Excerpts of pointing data
__________
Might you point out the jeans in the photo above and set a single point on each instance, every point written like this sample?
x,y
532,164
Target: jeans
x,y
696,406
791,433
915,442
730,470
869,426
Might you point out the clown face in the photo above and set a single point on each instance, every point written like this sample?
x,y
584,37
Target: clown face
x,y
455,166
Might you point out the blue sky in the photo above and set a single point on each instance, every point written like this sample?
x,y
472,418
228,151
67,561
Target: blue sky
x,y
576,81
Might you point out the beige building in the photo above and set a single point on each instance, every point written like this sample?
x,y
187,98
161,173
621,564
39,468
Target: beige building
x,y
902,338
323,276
__________
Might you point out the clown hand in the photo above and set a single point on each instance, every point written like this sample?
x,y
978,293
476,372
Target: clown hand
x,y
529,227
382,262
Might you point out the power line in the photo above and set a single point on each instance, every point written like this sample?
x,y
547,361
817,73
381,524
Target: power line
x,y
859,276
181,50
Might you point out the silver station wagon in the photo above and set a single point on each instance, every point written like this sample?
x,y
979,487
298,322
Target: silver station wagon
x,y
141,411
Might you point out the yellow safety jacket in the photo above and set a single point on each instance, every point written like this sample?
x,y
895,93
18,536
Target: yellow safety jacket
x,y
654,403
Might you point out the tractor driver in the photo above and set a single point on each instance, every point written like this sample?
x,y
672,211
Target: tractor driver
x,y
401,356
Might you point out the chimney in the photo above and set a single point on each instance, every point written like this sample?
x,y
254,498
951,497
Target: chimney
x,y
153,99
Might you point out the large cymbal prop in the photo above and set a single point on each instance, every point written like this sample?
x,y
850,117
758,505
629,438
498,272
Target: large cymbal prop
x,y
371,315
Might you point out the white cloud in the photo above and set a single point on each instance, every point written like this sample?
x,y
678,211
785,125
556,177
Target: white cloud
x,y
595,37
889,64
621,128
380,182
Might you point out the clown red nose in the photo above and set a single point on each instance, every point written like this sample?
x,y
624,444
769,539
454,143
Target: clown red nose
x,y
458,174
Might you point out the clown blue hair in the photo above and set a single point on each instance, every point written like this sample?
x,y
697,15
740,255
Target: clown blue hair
__________
§ Work to complete: Give the lines of the listing as a JSON list of strings, one string per line with blank lines left out, running from the line with "Might you point out the white" up to and including the line with "Target: clown blue hair".

§ Response to this exercise:
[
  "Might you point out the white cloud in the photo above and set a single point on each instance, every point written like this sample?",
  "x,y",
  "678,211",
  "785,125",
  "556,177",
  "Target: white cloud",
  "x,y",
  "595,37",
  "889,64",
  "621,128",
  "380,182",
  "Might you point out the clown red nose in the photo above and set a single point on each instance, every point written like this sample?",
  "x,y",
  "624,444",
  "769,539",
  "454,143",
  "Target: clown red nose",
  "x,y",
  "458,174",
  "Might you point out the clown blue hair in the photo above and set a single point on each instance, every point written like this sample?",
  "x,y",
  "697,15",
  "740,255",
  "Target: clown blue hair"
]